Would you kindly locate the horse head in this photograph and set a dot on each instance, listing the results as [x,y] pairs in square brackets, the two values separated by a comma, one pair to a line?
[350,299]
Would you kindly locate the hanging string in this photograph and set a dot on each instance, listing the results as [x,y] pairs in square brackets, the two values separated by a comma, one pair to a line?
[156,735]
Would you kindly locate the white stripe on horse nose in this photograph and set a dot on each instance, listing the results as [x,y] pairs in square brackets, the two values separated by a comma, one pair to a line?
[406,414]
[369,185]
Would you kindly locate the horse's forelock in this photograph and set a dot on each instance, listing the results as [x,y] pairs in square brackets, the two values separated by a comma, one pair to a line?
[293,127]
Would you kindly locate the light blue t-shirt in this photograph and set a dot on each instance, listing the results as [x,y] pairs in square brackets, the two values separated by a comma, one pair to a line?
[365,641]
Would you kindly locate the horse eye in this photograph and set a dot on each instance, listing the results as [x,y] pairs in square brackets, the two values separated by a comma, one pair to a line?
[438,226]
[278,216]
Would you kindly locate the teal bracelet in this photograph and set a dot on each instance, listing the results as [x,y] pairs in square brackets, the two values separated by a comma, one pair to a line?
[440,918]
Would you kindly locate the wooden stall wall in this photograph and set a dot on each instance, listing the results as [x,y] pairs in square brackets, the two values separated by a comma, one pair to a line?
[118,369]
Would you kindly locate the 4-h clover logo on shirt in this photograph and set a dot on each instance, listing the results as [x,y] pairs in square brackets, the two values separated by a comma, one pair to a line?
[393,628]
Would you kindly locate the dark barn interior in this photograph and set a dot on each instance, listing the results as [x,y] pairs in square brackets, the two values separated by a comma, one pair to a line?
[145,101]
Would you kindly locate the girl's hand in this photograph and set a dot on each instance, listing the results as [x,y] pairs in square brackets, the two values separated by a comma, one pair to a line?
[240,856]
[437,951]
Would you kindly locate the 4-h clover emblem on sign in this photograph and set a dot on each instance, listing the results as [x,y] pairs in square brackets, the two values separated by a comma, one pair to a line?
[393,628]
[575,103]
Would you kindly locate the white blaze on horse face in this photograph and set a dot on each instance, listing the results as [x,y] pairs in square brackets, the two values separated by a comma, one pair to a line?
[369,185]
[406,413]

· · · · ·

### Task directions
Set down each entry exactly as it appears above.

### Task answer
Would you kindly locate the horse head in this photograph and set a dot on each instance, listing the results as [x,y] pairs in square brackets, the two values separated by a comma, one pair to a line?
[350,299]
Would you kindly locate the hanging string in this photograph and set a dot on each instance, listing the results as [x,y] pairs in square brackets, the two values separated by a comma, one pair to a line?
[156,735]
Would you kindly locate the white stripe on horse nose in this photograph and set a dot on each instance, listing the results as [x,y] pairs in square brackets, the two values separated by a comma, one pair to a line?
[406,414]
[369,185]
Would you kindly locate the horse's forelock in this photograph and set a dot on each instance, listing the results as [x,y] pairs in square brackets, the two values separated by a comma, one pair to a line?
[293,127]
Would you kindly locate the light blue t-shirt in this photograph and set a dot on each instance, listing the results as [x,y] pairs in square brackets, the two values separated by a comma, one pair to a line?
[365,641]
Would you kindly locate the horse eye in this photograph and set a dot on each instance, listing the results as [x,y] pairs in square brackets, the two values separated by a comma, one pair to a line?
[438,226]
[278,216]
Would you kindly locate the teal bracelet in this photograph and set a dot on each instance, listing the results as [x,y] pairs in square brackets, the two values separated by a comma, one pair to a line?
[440,918]
Would you kindly locate the wooden stall wall in this photograph and set a dot on each instance, listing the results as [x,y] pairs in square brackets, the two values separated by a comma, one pair to a line?
[118,369]
Would you kindly locate the 4-h clover logo on shirt in this photograph and set a dot on each instance, listing the results as [x,y] pairs in square brackets, the two values separated by a comma, one pair to a line?
[393,628]
Would you kindly locate the dark barn interior in this photograph and set a dot on each instance, listing the results as [x,y] pairs in square brackets, the two values separated by a comma, one pair to a line?
[145,101]
Would you kindly locate the girl's hand in this photograph and set a dot on each instance, listing the results as [x,y] pairs in square brackets, the two values separated by a comma, one pair to a line?
[240,856]
[437,951]
Would you kindly locate the 4-h clover emblem on sign in this photograph and set a dot on each instance, listing the results as [x,y] pairs in square brackets, the two values separated by a comma, one pair to a line?
[393,628]
[575,103]
Would you kindly locate the white blaze on horse face in this photograph and set a dot on each instance, listing the results as [x,y] pairs in square brackets, the two values separated by a comma, one pair to a line?
[369,185]
[406,413]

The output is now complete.